TEXT PASSAGE.
## START

Shirley Hill Witt (born April 17, 1934) is an anthropologist, author, civil rights activist, and former foreign service officer. A member of the Akwesasne Mohawk Nation, Wolf Clan, Witt was one of the first Native American women to earn a Ph.D. She obtained her Ph.D. in evolutionary anthropology from the University of New Mexico in 1969. Witt has published extensively on Native Americans in addition to being a poet and fiction writer. She was a founding member of the National Indian Youth Council.

Education 
Witt received her B.A. from the University of Michigan in 1965 and her M.A. from the University of Michigan in 1966. She later obtained her Ph.D. in evolutionary anthropology from the University of New Mexico in 1969 with her dissertation "Migration into the San Juan Indian Pueblo, 1726-1968".

## END

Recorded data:
## START

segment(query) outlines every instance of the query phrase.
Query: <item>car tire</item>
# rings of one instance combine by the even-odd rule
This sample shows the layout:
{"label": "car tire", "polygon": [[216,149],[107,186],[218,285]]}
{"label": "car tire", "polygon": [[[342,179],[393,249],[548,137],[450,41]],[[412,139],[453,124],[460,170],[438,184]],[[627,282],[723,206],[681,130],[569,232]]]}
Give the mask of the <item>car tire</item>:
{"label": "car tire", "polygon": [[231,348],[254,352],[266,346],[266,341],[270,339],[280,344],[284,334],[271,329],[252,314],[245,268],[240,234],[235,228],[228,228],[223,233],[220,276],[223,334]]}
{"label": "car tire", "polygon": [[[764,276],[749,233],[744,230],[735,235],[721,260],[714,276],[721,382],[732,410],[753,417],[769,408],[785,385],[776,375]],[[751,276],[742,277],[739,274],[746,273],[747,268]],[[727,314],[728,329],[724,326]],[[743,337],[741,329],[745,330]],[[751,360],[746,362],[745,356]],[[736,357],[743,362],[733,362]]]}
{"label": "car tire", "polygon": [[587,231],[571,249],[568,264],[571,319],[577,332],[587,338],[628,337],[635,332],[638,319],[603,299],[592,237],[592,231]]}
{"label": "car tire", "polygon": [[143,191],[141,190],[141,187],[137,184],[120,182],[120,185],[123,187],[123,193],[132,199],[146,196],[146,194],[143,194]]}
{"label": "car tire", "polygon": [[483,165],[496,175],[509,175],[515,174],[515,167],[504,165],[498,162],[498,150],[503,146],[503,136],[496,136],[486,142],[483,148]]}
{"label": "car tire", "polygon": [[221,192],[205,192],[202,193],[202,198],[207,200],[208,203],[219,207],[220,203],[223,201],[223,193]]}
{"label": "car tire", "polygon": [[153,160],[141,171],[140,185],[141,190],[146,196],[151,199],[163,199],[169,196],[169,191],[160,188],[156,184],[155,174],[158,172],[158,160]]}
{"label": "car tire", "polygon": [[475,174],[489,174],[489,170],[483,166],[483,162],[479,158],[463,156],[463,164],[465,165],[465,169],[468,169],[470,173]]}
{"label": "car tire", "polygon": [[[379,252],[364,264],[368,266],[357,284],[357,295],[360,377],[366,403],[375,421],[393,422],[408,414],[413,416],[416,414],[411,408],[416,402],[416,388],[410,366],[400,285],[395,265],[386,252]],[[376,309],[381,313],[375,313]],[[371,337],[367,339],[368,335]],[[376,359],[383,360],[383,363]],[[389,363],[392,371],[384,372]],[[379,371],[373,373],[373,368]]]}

## END

According to the biography of Shirley Hill Witt, what was the title of her Ph.D. dissertation?

RESULT OF THIS EXERCISE.
"Migration into the San Juan Indian Pueblo, 1726-1968"